** BEGIN Working data **

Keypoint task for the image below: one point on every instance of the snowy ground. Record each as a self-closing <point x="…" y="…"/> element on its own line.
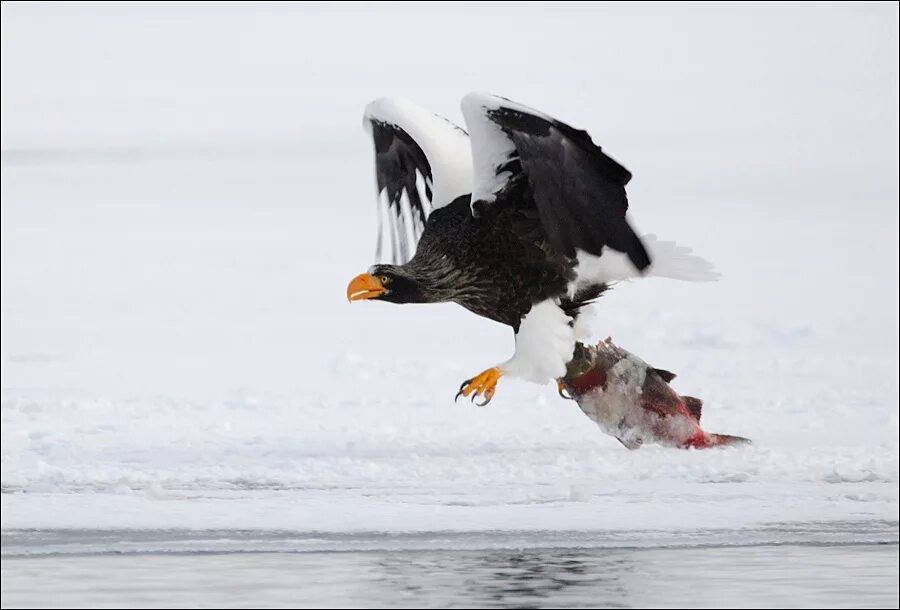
<point x="178" y="352"/>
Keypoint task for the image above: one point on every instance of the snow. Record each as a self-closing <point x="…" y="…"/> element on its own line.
<point x="177" y="350"/>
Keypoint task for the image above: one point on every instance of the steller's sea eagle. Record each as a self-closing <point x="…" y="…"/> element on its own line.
<point x="522" y="221"/>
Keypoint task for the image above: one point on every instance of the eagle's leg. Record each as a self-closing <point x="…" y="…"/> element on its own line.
<point x="484" y="385"/>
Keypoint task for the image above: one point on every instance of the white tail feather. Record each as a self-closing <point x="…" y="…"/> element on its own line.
<point x="668" y="260"/>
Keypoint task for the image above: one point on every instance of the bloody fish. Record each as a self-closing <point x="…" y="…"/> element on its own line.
<point x="633" y="401"/>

** END Working data **

Given task — Starting at the line containing "of the white" and ending with the last of the rows, reproduce every line, requests included, and scale each x and y coordinate in the answers by 0.5, rounding to whole numbers with halves rounded up. Leave the requests and their format samples unchanged, and return only those lines.

Worked answer —
Keypoint task for the image above: one point on every instance of the white tail feather. Record each as a self-closing <point x="…" y="…"/> element on its own line.
<point x="334" y="130"/>
Keypoint task for the image above: one point on every instance of the bloody fish. Record each as a self-closing <point x="…" y="…"/> element on its own line.
<point x="317" y="201"/>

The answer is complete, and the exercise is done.